**PROBLEM TO WORK ON:**
Reproduce the following records exactly from the line containing "Mark the triangular" onward, ending with the last line and including it.
------ INPUT FOR THIS TASK
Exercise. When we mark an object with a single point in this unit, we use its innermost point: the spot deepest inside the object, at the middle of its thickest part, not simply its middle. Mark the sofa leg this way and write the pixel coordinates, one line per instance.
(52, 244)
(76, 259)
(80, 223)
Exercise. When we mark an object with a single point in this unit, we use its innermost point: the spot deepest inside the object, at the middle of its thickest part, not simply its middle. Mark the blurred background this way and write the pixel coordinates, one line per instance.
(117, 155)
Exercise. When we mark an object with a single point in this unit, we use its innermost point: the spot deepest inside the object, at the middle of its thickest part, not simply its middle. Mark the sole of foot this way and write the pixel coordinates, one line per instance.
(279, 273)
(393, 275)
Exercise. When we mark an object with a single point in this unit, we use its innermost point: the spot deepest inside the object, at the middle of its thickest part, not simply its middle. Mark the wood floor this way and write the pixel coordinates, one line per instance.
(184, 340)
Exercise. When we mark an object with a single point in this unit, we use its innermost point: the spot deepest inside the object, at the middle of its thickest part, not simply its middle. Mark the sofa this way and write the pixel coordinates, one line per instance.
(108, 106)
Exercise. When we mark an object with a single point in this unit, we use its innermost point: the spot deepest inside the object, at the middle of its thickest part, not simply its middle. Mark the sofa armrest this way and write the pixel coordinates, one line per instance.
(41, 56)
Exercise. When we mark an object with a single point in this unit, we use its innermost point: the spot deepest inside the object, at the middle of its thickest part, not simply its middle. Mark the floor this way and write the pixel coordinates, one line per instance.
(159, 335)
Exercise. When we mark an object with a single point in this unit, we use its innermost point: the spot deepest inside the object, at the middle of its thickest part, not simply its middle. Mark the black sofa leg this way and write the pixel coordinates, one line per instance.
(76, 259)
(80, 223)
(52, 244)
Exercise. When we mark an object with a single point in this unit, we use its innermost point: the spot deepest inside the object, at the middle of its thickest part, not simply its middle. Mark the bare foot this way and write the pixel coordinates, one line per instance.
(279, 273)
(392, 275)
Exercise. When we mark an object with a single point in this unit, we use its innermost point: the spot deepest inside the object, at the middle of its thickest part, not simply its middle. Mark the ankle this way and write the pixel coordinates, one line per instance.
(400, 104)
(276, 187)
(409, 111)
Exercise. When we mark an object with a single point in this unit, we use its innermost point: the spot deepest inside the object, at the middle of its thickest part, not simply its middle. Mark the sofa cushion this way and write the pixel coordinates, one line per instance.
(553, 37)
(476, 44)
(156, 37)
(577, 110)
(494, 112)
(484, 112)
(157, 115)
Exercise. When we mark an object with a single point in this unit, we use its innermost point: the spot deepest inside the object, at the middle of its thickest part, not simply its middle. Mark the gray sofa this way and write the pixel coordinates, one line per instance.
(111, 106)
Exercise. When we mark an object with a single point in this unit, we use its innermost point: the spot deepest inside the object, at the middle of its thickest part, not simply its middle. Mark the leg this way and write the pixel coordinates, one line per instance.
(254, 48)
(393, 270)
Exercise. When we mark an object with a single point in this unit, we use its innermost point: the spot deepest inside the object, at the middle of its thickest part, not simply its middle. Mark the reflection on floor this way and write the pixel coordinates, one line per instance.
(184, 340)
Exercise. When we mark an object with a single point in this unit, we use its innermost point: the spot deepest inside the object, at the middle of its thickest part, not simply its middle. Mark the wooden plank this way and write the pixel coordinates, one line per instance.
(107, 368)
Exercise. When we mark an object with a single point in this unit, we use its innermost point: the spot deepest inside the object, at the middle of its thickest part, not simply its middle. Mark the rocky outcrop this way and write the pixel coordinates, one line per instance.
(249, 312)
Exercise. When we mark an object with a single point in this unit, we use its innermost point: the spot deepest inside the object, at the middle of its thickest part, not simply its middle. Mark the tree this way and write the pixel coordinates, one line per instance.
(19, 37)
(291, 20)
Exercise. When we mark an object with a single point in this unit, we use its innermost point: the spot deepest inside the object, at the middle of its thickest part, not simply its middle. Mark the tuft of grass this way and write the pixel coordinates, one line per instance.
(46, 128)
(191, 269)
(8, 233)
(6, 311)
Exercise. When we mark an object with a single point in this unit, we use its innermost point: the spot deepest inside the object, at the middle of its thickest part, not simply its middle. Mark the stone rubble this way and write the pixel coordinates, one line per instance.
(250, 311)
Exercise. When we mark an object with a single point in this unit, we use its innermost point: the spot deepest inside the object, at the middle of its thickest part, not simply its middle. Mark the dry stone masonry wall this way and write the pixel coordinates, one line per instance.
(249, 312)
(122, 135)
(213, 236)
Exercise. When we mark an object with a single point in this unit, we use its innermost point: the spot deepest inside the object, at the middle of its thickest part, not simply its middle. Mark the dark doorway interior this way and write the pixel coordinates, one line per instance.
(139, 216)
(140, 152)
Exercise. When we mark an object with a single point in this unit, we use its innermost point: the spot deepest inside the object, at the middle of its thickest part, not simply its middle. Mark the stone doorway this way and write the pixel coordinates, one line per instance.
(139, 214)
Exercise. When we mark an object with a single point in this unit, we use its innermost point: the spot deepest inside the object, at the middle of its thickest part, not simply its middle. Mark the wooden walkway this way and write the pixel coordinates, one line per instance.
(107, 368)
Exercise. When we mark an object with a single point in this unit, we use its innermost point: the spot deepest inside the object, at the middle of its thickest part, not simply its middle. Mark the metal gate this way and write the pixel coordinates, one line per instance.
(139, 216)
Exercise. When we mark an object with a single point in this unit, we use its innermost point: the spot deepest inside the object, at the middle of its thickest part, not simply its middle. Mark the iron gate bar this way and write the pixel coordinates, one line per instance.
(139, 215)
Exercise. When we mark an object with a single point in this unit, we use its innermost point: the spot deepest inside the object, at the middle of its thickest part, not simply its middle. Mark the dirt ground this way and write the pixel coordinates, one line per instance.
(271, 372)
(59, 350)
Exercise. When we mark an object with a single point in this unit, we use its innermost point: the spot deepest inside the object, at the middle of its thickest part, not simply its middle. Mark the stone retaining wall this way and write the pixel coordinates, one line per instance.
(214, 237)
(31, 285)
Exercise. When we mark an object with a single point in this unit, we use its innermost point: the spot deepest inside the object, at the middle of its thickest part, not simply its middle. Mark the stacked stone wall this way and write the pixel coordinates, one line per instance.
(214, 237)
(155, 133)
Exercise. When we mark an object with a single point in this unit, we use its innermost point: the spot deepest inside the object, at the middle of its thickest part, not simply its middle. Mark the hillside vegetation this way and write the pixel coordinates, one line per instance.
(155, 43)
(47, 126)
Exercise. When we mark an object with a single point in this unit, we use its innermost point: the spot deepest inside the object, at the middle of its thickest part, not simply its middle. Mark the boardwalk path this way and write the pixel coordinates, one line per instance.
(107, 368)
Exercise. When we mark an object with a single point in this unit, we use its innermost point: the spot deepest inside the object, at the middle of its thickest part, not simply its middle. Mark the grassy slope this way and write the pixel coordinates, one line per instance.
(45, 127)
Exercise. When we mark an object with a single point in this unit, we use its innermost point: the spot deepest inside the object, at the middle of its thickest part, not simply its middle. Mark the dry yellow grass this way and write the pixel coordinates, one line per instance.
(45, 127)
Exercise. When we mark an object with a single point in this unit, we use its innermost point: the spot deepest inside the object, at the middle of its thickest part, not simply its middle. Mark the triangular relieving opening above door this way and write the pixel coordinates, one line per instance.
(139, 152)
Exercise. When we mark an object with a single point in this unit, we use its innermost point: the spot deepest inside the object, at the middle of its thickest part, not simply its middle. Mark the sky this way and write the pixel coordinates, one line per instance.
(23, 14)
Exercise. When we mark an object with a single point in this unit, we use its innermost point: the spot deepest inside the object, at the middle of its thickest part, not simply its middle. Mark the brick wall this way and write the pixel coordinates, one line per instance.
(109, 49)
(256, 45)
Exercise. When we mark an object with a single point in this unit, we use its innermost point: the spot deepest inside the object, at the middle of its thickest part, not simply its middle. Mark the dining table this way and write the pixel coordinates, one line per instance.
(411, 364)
------------
**CORRECT RESPONSE:**
Exercise. When we mark an object with a single point in this unit, we use its innermost point: the spot deepest inside the object, at the middle of its thickest part, not simply its middle. Mark the triangular relieving opening above door this way and write the pixel coordinates, one line per instance.
(139, 152)
Exercise. When we mark an object with a single point in this unit, we use its innermost point: the spot deepest inside the object, at the middle of its thickest part, not simply its middle. Mark the sky this way and write the pixel coordinates, one line per instance.
(23, 14)
Exercise. When we mark an object with a single point in this unit, we use its innermost point: the spot deepest inside the object, at the middle of its thickest part, not simply its middle. Mark the brick wall this way and write the pixel coordinates, one line per instance.
(109, 49)
(256, 45)
Exercise. When we mark an object with a single point in this unit, we use its innermost point: the spot deepest inside the object, at the middle of its thickest part, not simply its middle. Mark the dining table this way and write the pixel coordinates, one line per instance.
(411, 364)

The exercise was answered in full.